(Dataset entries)
^^^^^^^^
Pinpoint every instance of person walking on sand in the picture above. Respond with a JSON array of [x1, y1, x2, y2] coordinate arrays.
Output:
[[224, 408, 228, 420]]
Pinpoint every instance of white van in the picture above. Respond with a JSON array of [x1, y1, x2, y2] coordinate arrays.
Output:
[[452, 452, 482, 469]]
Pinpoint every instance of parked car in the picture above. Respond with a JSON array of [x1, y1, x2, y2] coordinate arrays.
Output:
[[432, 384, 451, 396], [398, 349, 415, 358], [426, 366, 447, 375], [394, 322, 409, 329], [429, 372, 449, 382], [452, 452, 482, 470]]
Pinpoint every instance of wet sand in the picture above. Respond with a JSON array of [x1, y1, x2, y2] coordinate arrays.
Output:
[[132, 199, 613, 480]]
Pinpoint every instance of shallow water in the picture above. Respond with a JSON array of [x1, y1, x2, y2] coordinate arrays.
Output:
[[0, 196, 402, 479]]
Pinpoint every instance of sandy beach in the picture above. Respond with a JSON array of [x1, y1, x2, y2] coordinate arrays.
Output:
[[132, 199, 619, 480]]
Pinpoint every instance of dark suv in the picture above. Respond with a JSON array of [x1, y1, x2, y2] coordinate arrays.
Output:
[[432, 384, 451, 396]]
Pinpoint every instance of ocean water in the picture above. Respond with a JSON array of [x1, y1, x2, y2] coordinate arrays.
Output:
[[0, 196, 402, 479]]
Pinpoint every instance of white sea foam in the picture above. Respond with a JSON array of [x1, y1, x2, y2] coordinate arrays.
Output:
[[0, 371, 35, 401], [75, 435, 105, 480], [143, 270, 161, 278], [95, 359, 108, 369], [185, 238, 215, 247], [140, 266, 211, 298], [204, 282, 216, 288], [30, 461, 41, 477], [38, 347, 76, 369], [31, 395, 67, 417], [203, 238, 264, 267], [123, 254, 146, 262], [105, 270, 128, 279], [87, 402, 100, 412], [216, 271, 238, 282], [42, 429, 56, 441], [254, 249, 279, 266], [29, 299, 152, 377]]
^^^^^^^^
Write out every record exactly as it appears above.

Pinpoint every instance of person walking on sand in the picture above. Respond with a JSON array of [x1, y1, x2, y2] coordinate arrays.
Output:
[[224, 408, 228, 420]]
Pinpoint every instance of white van in the picture above. Respond with a JSON array of [x1, y1, x2, y2] coordinate arrays.
Output:
[[452, 452, 482, 469]]
Pinpoint every instance of parked car in the picture above. Respond with a JSON array of [x1, y1, x2, y2] coordinate arrays.
Output:
[[432, 384, 451, 396], [398, 349, 415, 358], [426, 366, 447, 375], [394, 322, 409, 329], [429, 372, 449, 382], [452, 452, 482, 470]]
Pinpoint every instance of wet sand in the picture above. Respond with a JSON array of [x1, y1, x2, y2] coordinate arrays.
Output:
[[132, 199, 613, 480]]
Pinpoint every instance of shallow water in the picture above. Respond with a JSON array of [x1, y1, x2, y2] coordinate arrays.
Output:
[[0, 196, 402, 479]]
Pinpoint every instance of sandy beach in the picture above. Respond with a JSON array of [x1, y1, x2, y2] coordinate arrays.
Output:
[[132, 199, 619, 480]]
Pinpoint every instance of dark suv in the picture above. Respond with a JSON array of [x1, y1, x2, y2] coordinate arrays.
Output:
[[432, 384, 451, 396]]
Pinpoint every instance of ocean water in the picture above. Respond with a JSON array of [x1, y1, x2, y2] coordinate arrays.
Output:
[[0, 196, 402, 479]]
Pinpoint every instance of white sea foam in the picture above. Respond with a JSON array of [x1, y1, x2, y2] coordinate arrays.
Output:
[[0, 371, 35, 401], [75, 435, 105, 480], [143, 270, 161, 278], [95, 359, 108, 369], [185, 238, 215, 247], [140, 266, 211, 298], [204, 282, 216, 288], [30, 461, 41, 477], [38, 347, 76, 369], [31, 395, 67, 417], [203, 238, 264, 267], [123, 254, 146, 262], [105, 270, 128, 279], [87, 402, 100, 412], [216, 271, 238, 282], [42, 429, 56, 441], [254, 249, 279, 266], [29, 299, 152, 377]]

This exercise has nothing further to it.